▸ REQUISITOS DEL EJERCICIO:
Reproduce el fragmento del texto sobre Mauthausen que va desde "Siniestras señales de" hasta "practicando el canibalismo).", ambos incluidos, y cambia la denominación "corresponsal" por "enviada especial".

Siniestras señales de alarma
El escaparate
Se han conmemorado los ochenta años de la liberación del campo de concentración nazi de Mauthausen. Los reyes Felipe y Leticia acudieron para hacer una ofrenda floral ante el memorial para los españoles republicanos que murieron o que, como mi tío Joaquín López Raimundo, sobrevivieron a aquel infierno (Primo Levi decía que los campos eran una “siniestra señal de alarma”). Nuestra corresponsal María-Paz López explica que, durante la ofrenda, se oyeron aplausos y también un grito de “¡Viva la República!”. La escena contiene todas las contradicciones de la España moderna: un Borbón que, como jefe de un Estado imperfectamente democrático, elogió la lucha contra el nazismo y por la libertad con más énfasis que los partidos que deberían identificarse con estos ideales (pero que están demasiado ocupados practicando el canibalismo).
No es la primera vez que los Reyes asumen un papel simbólico que, para los que venimos de la tradición republicana, aún nos chirría. Es una disonancia hija de la singularidad de la transición y de la voluntad de los Reyes de, en contraste con el desmantelamiento –sospechosamente entusiasta– del mito del rey emérito, modernizar su función. Del tío Joaquín recuerdo que, después de que le pidieran hasta la saciedad escribir sus memorias (cuatro años en los campos de concentración, entre Mauthausen y Gusen) y contar su amistad fraternal con el fotógrafo Francesc Boix, toreó la tabarra de su entorno con un texto que, inspirándose en los círculos de Dante, se refugiaba en la nostalgia de la infancia. Le había oído decir que no me fiara de los supervivientes que hablan a todas horas de los campos, porque la experiencia fue tan dura que lo lógico es no hablar de ello nunca más. También recuerdo la primera frase del texto que dejó escrito sobre Mauthausen: “Mí primer recuerdo de Mauthausen fue el miedo”.

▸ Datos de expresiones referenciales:
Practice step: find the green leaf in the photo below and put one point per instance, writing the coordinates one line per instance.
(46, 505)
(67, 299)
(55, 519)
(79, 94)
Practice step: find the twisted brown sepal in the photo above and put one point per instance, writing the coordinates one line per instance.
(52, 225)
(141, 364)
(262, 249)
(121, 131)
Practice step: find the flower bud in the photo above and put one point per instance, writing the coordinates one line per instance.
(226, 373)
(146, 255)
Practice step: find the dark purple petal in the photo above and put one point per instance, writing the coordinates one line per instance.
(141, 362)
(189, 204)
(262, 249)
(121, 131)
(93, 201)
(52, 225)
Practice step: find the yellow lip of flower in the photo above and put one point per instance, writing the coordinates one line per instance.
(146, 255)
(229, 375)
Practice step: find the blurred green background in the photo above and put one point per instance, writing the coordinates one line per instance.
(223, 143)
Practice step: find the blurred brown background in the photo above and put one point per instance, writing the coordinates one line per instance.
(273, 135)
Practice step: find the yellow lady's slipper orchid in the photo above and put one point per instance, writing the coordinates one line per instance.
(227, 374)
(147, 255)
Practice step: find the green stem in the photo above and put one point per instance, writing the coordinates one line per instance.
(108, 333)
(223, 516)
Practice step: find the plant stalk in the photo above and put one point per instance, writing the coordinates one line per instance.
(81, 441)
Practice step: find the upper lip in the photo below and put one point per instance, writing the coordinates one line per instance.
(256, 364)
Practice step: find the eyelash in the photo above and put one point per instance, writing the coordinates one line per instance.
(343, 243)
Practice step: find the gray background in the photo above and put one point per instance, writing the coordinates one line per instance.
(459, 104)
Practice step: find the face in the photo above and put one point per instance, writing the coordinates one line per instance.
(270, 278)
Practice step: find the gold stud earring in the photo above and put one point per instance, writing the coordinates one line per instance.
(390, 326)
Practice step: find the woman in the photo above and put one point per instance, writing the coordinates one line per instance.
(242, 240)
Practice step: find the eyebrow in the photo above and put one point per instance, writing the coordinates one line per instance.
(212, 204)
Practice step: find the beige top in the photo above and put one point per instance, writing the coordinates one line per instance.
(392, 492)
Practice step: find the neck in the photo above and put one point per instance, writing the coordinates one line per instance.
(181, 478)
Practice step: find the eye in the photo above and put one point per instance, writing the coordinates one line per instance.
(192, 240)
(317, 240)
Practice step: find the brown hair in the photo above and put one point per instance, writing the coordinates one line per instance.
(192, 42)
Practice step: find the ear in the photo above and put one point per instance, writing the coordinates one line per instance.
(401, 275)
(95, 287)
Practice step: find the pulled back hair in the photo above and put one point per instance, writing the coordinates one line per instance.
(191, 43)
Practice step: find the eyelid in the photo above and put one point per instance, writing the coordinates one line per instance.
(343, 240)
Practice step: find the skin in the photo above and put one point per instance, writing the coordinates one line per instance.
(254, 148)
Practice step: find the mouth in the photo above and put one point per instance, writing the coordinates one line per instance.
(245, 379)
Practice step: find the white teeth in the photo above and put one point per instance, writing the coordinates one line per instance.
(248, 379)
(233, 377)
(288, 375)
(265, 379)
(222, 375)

▸ ESPACIO DE RESPUESTA:
Siniestras señales de alarma
El escaparate
Se han conmemorado los ochenta años de la liberación del campo de concentración nazi de Mauthausen. Los reyes Felipe y Leticia acudieron para hacer una ofrenda floral ante el memorial para los españoles republicanos que murieron o que, como mi tío Joaquín López Raimundo, sobrevivieron a aquel infierno (Primo Levi decía que los campos eran una “siniestra señal de alarma”). Nuestra enviada especial María-Paz López explica que, durante la ofrenda, se oyeron aplausos y también un grito de “¡Viva la República!”. La escena contiene todas las contradicciones de la España moderna: un Borbón que, como jefe de un Estado imperfectamente democrático, elogió la lucha contra el nazismo y por la libertad con más énfasis que los partidos que deberían identificarse con estos ideales (pero que están demasiado ocupados practicando el canibalismo).